— BEGIN INFORMATION PROVIDED —
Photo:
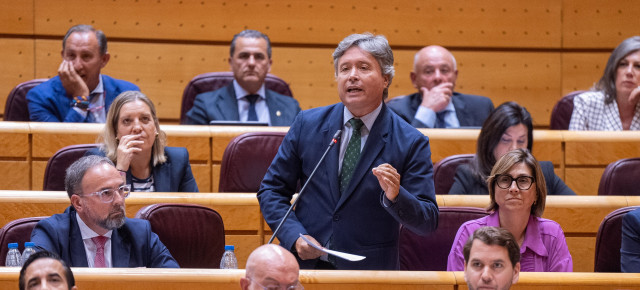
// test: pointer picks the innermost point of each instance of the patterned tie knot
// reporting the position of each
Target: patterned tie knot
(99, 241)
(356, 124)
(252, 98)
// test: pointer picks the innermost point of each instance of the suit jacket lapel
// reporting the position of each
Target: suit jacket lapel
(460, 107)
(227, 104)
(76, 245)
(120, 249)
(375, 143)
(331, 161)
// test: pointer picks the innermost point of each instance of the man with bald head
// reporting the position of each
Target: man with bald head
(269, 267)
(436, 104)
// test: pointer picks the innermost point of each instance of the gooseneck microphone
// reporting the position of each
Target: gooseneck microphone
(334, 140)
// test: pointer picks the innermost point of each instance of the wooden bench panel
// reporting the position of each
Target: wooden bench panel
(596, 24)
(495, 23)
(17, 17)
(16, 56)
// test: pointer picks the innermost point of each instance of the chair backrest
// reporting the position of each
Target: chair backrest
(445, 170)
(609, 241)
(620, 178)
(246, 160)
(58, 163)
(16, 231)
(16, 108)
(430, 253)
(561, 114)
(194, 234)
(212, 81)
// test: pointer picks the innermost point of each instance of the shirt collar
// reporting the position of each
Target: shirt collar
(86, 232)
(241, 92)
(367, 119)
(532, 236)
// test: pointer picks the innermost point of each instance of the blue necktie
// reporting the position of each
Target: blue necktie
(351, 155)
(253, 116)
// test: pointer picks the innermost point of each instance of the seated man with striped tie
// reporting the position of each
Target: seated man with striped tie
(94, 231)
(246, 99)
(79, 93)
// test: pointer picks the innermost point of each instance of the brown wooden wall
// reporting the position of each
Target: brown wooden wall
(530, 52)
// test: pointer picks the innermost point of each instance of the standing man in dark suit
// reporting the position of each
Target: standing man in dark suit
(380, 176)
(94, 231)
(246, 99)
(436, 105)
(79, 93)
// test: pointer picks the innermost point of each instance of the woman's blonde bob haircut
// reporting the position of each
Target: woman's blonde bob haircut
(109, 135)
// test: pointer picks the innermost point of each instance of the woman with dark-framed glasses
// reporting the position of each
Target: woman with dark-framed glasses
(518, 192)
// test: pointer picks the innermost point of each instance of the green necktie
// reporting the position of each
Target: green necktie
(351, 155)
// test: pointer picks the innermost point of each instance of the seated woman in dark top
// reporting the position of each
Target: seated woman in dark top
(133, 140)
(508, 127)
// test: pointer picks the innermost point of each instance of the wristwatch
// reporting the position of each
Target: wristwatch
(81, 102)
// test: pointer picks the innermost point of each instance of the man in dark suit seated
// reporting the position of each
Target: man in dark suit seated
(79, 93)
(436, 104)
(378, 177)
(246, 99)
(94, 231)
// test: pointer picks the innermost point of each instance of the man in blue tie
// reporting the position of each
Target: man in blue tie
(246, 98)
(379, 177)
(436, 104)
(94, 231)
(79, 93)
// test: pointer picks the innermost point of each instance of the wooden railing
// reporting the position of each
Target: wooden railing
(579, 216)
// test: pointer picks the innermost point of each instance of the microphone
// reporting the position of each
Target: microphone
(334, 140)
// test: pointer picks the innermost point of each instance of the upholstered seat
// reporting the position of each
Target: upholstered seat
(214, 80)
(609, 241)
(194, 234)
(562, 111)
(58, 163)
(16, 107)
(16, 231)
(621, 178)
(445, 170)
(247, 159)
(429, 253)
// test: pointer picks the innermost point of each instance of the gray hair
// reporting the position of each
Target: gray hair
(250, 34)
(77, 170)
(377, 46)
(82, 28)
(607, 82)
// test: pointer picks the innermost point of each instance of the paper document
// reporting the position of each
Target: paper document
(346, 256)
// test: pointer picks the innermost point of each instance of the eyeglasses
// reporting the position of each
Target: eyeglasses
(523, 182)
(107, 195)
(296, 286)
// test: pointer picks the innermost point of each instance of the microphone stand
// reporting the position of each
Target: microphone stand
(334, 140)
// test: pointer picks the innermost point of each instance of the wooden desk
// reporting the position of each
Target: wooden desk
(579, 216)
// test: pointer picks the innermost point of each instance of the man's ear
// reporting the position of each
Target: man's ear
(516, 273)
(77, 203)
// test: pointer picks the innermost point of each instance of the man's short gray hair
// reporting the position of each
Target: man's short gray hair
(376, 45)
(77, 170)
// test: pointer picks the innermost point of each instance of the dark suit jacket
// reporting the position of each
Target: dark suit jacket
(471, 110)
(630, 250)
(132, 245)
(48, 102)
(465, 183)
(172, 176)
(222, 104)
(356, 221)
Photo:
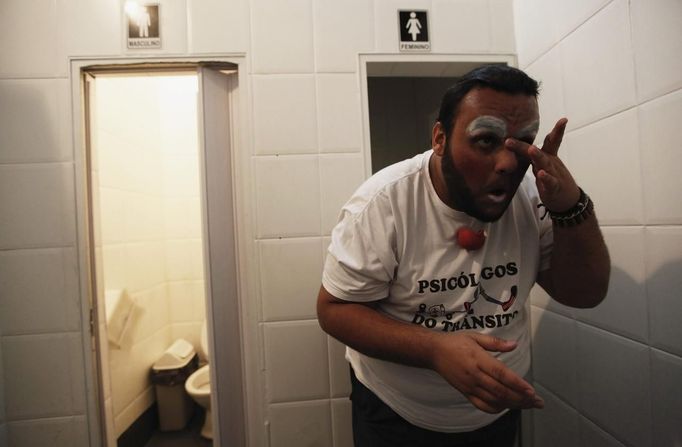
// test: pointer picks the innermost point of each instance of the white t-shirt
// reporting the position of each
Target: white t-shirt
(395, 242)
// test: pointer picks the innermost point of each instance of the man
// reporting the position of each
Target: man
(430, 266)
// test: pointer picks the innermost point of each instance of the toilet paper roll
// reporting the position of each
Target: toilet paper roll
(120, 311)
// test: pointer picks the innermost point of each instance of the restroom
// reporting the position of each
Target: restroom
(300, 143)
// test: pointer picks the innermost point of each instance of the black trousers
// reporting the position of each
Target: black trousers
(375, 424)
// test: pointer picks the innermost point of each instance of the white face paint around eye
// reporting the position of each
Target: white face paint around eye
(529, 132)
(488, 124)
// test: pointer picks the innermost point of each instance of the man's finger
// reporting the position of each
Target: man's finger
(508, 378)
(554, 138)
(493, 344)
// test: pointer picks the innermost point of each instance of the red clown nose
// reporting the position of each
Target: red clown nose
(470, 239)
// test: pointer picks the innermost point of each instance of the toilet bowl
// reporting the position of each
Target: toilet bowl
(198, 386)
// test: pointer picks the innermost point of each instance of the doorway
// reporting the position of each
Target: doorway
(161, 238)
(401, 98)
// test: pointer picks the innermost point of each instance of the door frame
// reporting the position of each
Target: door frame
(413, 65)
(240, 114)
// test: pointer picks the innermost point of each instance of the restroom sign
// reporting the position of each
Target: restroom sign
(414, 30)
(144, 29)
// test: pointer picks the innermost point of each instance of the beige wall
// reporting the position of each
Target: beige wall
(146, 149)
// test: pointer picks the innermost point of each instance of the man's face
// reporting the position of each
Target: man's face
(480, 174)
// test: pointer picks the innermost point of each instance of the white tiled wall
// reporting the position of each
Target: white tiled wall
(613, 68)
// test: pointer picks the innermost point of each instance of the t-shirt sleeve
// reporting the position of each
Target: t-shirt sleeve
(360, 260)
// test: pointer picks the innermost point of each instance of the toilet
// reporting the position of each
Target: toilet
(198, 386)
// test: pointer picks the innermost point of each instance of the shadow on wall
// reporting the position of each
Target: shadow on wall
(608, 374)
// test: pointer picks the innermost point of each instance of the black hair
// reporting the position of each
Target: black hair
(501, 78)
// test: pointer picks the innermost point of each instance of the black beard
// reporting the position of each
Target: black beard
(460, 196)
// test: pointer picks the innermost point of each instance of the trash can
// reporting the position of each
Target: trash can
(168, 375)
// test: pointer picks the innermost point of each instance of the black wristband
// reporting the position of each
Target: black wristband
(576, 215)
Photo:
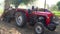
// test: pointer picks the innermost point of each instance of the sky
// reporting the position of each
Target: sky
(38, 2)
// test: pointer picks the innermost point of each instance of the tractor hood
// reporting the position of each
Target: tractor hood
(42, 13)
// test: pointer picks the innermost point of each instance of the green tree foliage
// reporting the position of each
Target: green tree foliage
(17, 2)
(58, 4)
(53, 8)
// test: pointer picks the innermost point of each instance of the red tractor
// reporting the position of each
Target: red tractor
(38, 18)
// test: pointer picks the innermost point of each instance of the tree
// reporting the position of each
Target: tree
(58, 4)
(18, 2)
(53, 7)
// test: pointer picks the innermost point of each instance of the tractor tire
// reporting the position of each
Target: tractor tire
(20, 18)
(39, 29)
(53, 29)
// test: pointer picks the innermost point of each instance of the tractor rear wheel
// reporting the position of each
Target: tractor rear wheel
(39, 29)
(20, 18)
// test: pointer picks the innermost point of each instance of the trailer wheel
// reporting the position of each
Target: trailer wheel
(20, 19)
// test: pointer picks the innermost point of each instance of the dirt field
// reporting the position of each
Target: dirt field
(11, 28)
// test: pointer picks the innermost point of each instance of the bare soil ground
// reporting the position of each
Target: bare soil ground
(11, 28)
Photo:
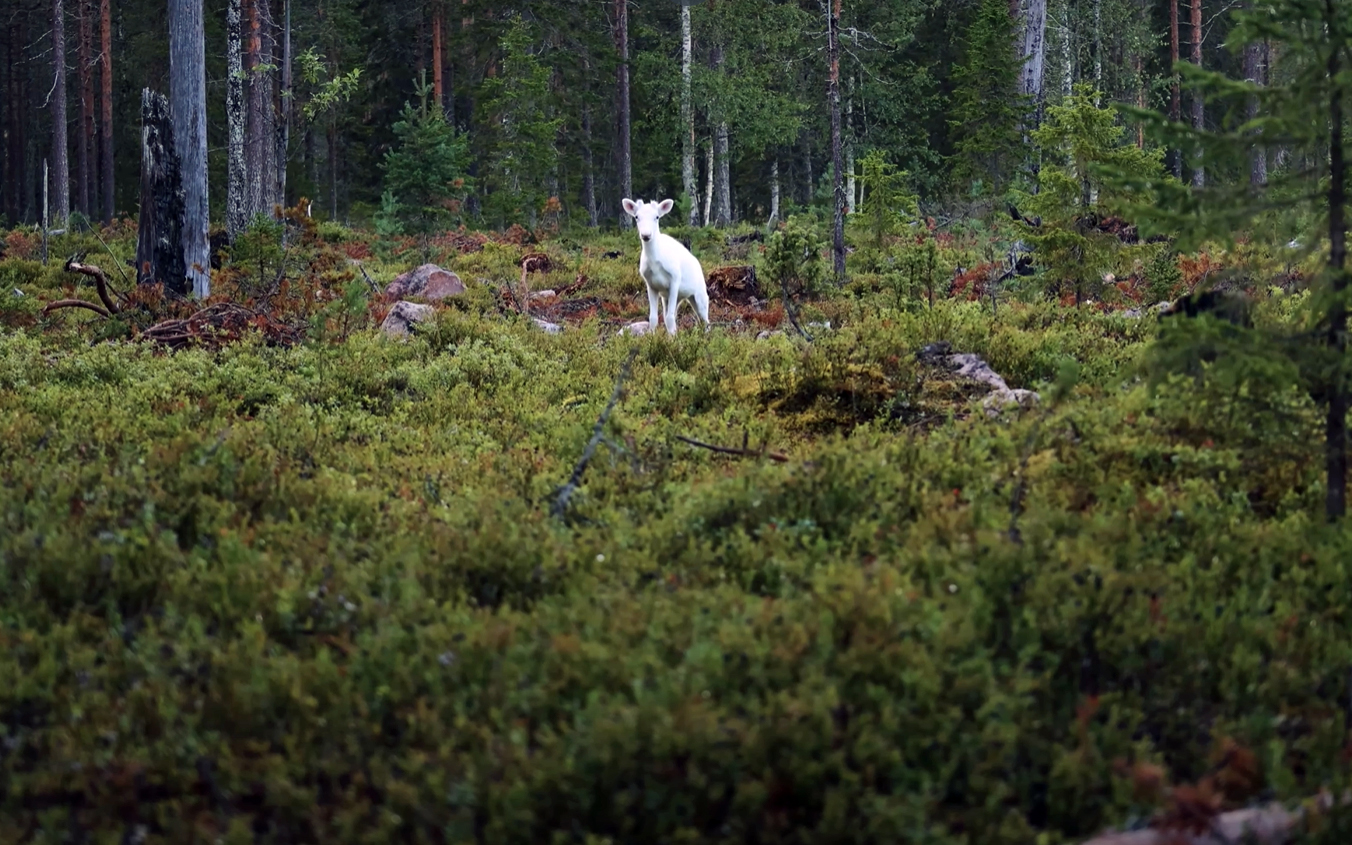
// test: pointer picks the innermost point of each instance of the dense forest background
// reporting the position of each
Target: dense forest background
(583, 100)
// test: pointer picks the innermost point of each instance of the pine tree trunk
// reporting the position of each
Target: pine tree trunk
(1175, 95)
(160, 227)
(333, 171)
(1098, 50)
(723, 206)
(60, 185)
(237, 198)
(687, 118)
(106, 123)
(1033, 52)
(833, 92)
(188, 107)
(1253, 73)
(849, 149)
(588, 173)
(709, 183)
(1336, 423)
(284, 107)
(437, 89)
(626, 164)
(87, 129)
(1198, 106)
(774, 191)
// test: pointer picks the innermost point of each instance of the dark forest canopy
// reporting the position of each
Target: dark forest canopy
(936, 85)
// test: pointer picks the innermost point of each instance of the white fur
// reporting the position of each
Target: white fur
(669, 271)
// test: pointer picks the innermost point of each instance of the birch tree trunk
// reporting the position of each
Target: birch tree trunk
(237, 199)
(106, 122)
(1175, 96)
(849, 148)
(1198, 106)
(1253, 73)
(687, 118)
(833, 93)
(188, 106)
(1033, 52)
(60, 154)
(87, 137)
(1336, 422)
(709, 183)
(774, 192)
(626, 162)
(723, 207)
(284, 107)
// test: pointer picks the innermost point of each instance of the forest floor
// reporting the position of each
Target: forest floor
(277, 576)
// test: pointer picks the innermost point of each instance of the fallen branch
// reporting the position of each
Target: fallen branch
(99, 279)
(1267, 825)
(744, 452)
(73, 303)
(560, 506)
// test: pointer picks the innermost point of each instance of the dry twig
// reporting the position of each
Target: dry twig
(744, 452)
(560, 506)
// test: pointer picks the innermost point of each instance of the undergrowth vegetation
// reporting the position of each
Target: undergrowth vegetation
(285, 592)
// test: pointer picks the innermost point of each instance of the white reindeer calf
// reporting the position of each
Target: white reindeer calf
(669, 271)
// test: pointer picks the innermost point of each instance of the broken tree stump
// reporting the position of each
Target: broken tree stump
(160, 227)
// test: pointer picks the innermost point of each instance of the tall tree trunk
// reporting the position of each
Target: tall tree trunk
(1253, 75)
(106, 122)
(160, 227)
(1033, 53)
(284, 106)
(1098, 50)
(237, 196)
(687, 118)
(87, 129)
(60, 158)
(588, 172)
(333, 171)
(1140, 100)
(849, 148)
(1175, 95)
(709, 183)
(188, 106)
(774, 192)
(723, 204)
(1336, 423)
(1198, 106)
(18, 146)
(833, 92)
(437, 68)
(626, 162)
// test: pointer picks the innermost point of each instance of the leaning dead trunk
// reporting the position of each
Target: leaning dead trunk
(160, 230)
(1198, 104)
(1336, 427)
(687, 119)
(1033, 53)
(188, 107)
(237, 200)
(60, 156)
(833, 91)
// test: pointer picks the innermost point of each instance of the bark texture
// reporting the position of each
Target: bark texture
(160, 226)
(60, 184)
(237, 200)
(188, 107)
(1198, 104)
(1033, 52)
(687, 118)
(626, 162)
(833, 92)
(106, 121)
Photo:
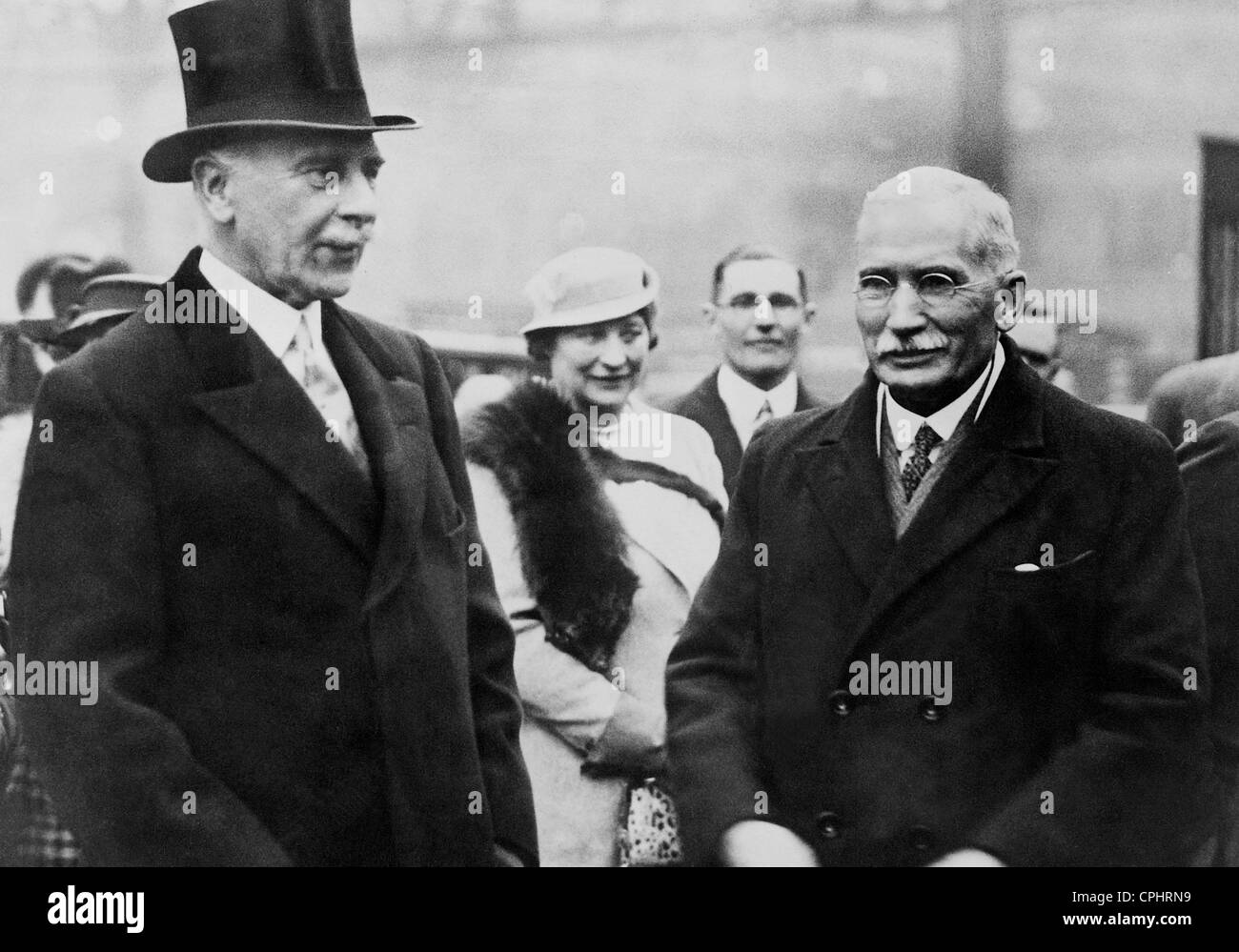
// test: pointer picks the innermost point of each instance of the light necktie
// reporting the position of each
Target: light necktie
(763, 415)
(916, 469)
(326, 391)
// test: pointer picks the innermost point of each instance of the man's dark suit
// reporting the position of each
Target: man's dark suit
— END INFORMATION PROVIDED —
→ EXERCISE REQUIREMENTS: All lines from the one holding "the bark texture" through the last line of the entries, and nothing else, are to be output exactly; leave out the pictures.

→ SOLUTION:
// test: pointer picks the innermost point of each instance of the bark texture
// reporting the position of each
Target: bark texture
(160, 226)
(60, 184)
(237, 200)
(188, 107)
(1198, 104)
(1033, 52)
(687, 118)
(626, 162)
(833, 92)
(106, 121)
Photo:
// test: pointer picks the innermost point of each instance of the light necktie
// reporting the position of each
Target: light necktie
(763, 415)
(916, 469)
(326, 391)
// test: pointer picks the innermost point of each instance of the man's dark suit
// reporting the position of each
Target: man's dark suit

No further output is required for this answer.